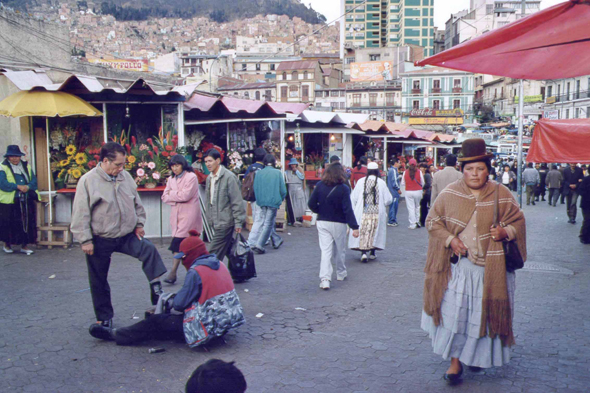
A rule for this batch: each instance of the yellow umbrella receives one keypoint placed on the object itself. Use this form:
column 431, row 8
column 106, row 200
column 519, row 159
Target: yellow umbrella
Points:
column 47, row 104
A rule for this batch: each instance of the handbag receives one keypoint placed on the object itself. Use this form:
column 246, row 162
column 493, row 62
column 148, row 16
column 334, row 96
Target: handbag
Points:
column 512, row 255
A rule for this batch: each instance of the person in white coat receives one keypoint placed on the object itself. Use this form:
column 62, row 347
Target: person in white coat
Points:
column 370, row 199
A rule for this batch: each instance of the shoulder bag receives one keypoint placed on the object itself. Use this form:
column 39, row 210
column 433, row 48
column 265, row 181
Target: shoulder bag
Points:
column 514, row 260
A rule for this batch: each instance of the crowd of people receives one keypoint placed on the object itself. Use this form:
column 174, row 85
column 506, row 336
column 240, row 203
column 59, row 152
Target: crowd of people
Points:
column 468, row 214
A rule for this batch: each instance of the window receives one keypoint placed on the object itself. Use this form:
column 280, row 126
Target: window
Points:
column 305, row 92
column 356, row 100
column 373, row 99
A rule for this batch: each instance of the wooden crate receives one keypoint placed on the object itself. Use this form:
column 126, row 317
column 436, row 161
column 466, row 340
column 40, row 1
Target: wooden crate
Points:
column 55, row 235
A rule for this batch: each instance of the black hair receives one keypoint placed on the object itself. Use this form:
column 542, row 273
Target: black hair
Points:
column 373, row 191
column 269, row 159
column 362, row 161
column 180, row 160
column 110, row 150
column 451, row 160
column 213, row 153
column 216, row 376
column 486, row 161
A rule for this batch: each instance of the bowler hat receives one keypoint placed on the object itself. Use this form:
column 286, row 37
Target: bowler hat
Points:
column 474, row 150
column 13, row 151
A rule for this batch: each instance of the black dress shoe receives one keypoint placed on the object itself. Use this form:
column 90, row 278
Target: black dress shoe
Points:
column 101, row 332
column 453, row 379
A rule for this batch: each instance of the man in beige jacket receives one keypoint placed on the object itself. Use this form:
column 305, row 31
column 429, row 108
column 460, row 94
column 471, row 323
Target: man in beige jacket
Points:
column 443, row 178
column 108, row 217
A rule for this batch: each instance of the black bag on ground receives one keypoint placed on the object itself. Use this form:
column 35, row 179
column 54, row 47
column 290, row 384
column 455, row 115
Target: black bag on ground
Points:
column 241, row 260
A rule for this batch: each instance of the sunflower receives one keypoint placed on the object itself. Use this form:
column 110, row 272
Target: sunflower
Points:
column 80, row 158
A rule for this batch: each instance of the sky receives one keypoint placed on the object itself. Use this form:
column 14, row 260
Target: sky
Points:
column 442, row 8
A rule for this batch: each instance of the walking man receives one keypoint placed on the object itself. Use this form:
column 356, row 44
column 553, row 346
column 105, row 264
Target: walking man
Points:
column 443, row 178
column 395, row 190
column 108, row 217
column 225, row 210
column 553, row 182
column 572, row 177
column 270, row 191
column 531, row 179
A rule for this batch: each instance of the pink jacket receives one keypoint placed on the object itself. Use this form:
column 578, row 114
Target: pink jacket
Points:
column 183, row 195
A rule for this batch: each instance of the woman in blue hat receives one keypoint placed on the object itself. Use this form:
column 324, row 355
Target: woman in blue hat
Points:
column 296, row 200
column 18, row 193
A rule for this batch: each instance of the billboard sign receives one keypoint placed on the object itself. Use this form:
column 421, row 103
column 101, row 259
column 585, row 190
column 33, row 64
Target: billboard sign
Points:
column 371, row 71
column 125, row 65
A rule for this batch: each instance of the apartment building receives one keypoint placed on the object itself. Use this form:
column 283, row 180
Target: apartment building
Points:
column 570, row 97
column 438, row 89
column 388, row 23
column 297, row 81
column 380, row 100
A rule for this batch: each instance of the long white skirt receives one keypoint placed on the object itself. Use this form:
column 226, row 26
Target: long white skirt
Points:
column 458, row 334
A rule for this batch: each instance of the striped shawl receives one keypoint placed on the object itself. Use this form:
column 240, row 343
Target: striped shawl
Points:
column 449, row 215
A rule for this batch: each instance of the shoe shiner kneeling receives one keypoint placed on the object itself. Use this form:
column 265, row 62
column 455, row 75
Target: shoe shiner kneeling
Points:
column 207, row 305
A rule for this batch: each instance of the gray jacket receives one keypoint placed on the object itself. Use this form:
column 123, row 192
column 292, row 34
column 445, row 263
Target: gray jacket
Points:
column 554, row 179
column 530, row 176
column 106, row 208
column 226, row 209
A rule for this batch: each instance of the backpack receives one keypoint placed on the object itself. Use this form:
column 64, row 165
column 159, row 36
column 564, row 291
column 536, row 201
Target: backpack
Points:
column 248, row 187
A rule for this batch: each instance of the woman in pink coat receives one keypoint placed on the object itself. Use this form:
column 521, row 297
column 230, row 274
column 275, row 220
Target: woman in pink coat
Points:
column 182, row 193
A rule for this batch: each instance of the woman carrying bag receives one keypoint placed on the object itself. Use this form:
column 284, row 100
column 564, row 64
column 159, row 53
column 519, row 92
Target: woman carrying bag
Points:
column 469, row 318
column 182, row 193
column 18, row 193
column 370, row 199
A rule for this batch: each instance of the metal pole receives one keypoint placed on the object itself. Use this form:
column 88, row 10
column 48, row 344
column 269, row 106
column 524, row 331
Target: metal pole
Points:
column 49, row 171
column 520, row 131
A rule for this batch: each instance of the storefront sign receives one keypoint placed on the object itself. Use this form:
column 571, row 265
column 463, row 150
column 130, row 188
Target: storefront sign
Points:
column 537, row 98
column 436, row 120
column 427, row 112
column 551, row 115
column 371, row 71
column 127, row 65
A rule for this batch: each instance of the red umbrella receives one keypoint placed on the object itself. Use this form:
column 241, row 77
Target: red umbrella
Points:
column 550, row 44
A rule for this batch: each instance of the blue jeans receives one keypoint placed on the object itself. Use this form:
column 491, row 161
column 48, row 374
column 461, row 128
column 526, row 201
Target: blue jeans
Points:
column 393, row 207
column 268, row 216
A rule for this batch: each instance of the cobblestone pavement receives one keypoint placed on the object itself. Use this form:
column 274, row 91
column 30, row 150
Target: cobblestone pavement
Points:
column 362, row 335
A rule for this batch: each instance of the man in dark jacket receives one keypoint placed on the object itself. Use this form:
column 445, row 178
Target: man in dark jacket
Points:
column 206, row 281
column 572, row 177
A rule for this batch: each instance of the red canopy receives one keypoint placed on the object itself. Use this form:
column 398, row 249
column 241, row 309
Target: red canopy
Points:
column 564, row 141
column 549, row 44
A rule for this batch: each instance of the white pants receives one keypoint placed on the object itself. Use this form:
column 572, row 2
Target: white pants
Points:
column 413, row 199
column 333, row 237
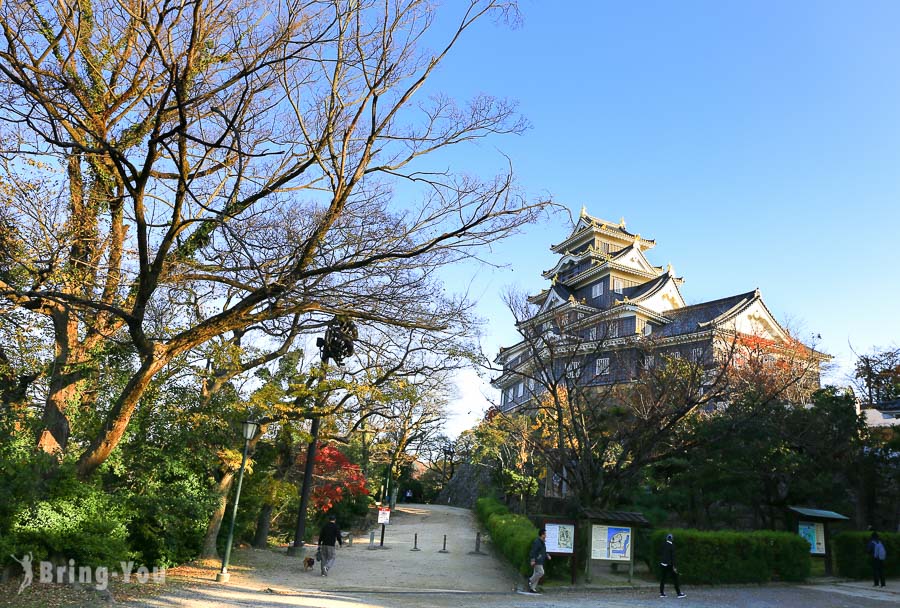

▸ Exercise instructions:
Reproduce all of the material above word for word, leaving out the pictures.

▸ Correct response:
A rule for this batch: each instance of the yellow umbrella receives one keypoint placed on the object itself. Use this form:
column 431, row 8
column 106, row 200
column 519, row 159
Target: yellow umbrella
Points:
column 47, row 104
A rule for this batch: each instance of the handbag receives one keypoint placed on the object itself. Use this form:
column 246, row 162
column 493, row 62
column 148, row 16
column 334, row 96
Target: handbag
Points:
column 512, row 255
A rule for this batch: each instance of the person in white coat receives one keypoint placed on the object itself. Use this form:
column 62, row 347
Target: person in white coat
Points:
column 370, row 199
A rule for this batch: each instance of the shoulder bag receives one keypoint placed on the object itself. Use this form:
column 39, row 210
column 433, row 48
column 265, row 181
Target: shoulder bag
Points:
column 514, row 260
A rule for this batch: each instance of the crowd of people receives one keypoint placed on the object itself. Use this form:
column 174, row 85
column 506, row 336
column 240, row 203
column 59, row 152
Target: crowd of people
Points:
column 468, row 214
A rule for this batch: each instance of the window receives one keypoint placed on the object itself. Use this form:
column 280, row 126
Target: window
Points:
column 305, row 92
column 356, row 100
column 373, row 99
A rule for this batch: each instance of the wooden crate receives one keypoint placed on the object itself. Use this form:
column 126, row 317
column 436, row 161
column 466, row 340
column 40, row 1
Target: wooden crate
Points:
column 55, row 235
A rule for this batch: each instance of the black hair receives one keypoint placed on the object itself. Use this form:
column 542, row 273
Target: black hair
Points:
column 373, row 191
column 269, row 159
column 362, row 161
column 180, row 160
column 110, row 150
column 451, row 160
column 213, row 153
column 216, row 376
column 486, row 161
A rule for this batch: each instance of the bowler hat receives one keypoint placed on the object itself. Use this form:
column 286, row 37
Target: bowler hat
Points:
column 474, row 150
column 13, row 151
A rule for this batch: each instance of the black dress shoe receives one keypoint placed on the object itself. Use this form:
column 90, row 278
Target: black dress shoe
Points:
column 101, row 332
column 453, row 379
A rule for this batch: each instance of the man in beige jacket receives one keypoint placed on the object itself. Use this form:
column 305, row 31
column 429, row 108
column 460, row 94
column 471, row 323
Target: man in beige jacket
Points:
column 443, row 178
column 108, row 217
A rule for this batch: each instance of the black bag on ground receives one keypoint placed on the object itself. Use this form:
column 35, row 179
column 54, row 47
column 290, row 384
column 455, row 115
Target: black bag on ground
Points:
column 241, row 260
A rule for this batch: each instance of the sunflower receives one keypoint placed on the object itself. Use this form:
column 110, row 272
Target: sunflower
Points:
column 80, row 158
A rule for this batch: each instance of the sky receives one keypoint placed on the object itself. Use this form:
column 14, row 260
Target: sky
Points:
column 442, row 8
A rule for this batch: each instance of the walking man receives one keypoint placed on the object itself. Use this form:
column 356, row 44
column 553, row 346
column 105, row 264
Target: walking man
Points:
column 443, row 178
column 395, row 190
column 108, row 217
column 225, row 210
column 553, row 182
column 572, row 177
column 270, row 191
column 531, row 179
A rule for this batch: each instance of the pink jacket receives one keypoint placed on the object itself. Use this form:
column 578, row 114
Target: pink jacket
Points:
column 183, row 195
A rule for this batch: each instance of the woman in blue hat receives one keypoint placed on the object itself. Use this form:
column 324, row 355
Target: woman in blue hat
Points:
column 296, row 200
column 18, row 193
A rule for this batch: each instance of the billboard sign receives one keypoint placed on the object itself. Use this form:
column 421, row 103
column 101, row 259
column 585, row 190
column 33, row 64
Target: billboard sign
Points:
column 371, row 71
column 125, row 65
A rule for this batch: each instance of the apartment building receives one keypoint placed on the object itself. Use this form:
column 283, row 180
Target: apartment building
Points:
column 570, row 97
column 438, row 89
column 388, row 23
column 297, row 81
column 380, row 100
A rule for this batch: each instance of the long white skirt receives one keypoint placed on the object itself. Use this form:
column 226, row 26
Target: long white skirt
Points:
column 458, row 334
A rule for this batch: each instance of the striped shawl receives one keypoint placed on the object itself. Use this form:
column 240, row 343
Target: striped shawl
Points:
column 449, row 215
A rule for this batch: each instance of the shoe shiner kneeling receives one keypoint placed on the object itself. Use this form:
column 265, row 62
column 455, row 75
Target: shoe shiner kneeling
Points:
column 207, row 305
A rule for this batch: each instance of the gray jacket receives one keypoint placed on the object itself. Use this form:
column 123, row 192
column 292, row 34
column 445, row 263
Target: gray jacket
Points:
column 554, row 179
column 530, row 176
column 106, row 208
column 226, row 209
A rule for this batch: each instance of the backpack receives one keypoint placed on the object itself. Use this form:
column 64, row 165
column 159, row 36
column 564, row 291
column 536, row 201
Target: backpack
Points:
column 248, row 187
A rule for this batch: each instance of the woman in pink coat receives one keypoint placed on the object itself. Use this form:
column 521, row 297
column 230, row 274
column 275, row 220
Target: woman in pink coat
Points:
column 182, row 193
A rule for this batch: each instance of the woman carrying bag receives one keypoint placed on the object itself. Use this form:
column 284, row 100
column 564, row 64
column 159, row 53
column 519, row 92
Target: woman carrying bag
Points:
column 469, row 318
column 182, row 193
column 18, row 193
column 370, row 199
A rule for this batch: each instance of the metal pole receives one keypoint placed on the object itself. Use this form:
column 88, row 10
column 48, row 344
column 269, row 106
column 524, row 331
Target: metal pole
Points:
column 49, row 171
column 520, row 131
A rule for this batch: each instance of the storefront sign receives one keypoint placed on the object itself. Use this form:
column 571, row 265
column 463, row 150
column 130, row 188
Target: storefront sign
Points:
column 537, row 98
column 436, row 120
column 427, row 112
column 551, row 115
column 371, row 71
column 127, row 65
A rule for this batch: each instance of the red umbrella receives one keypoint placed on the object itself. Use this form:
column 241, row 77
Target: red umbrella
Points:
column 550, row 44
A rule for this batch: each instance of the blue jeans receives one keypoint placed on the object itself. Use this form:
column 491, row 161
column 48, row 374
column 461, row 128
column 526, row 201
Target: blue jeans
Points:
column 393, row 207
column 268, row 216
A rule for this batch: each instance of the cobblestone pavement receives one keypoint placed on the object itself. Use this form:
column 274, row 91
column 30, row 150
Target: cobblestone pavement
Points:
column 362, row 335
A rule for this batch: each instance of the man in dark jacket receives one keypoint placed on the object itself. Use this form:
column 445, row 178
Target: man in dark jacket
Points:
column 206, row 281
column 572, row 177
A rule for this batch: each instance of the red canopy receives one keypoint placed on the object itself. Use this form:
column 398, row 249
column 241, row 309
Target: red canopy
Points:
column 564, row 141
column 549, row 44
A rule for this batch: each instance of the white pants receives one keypoint placed on the object itself. Use this form:
column 572, row 2
Target: white pants
Points:
column 413, row 199
column 333, row 237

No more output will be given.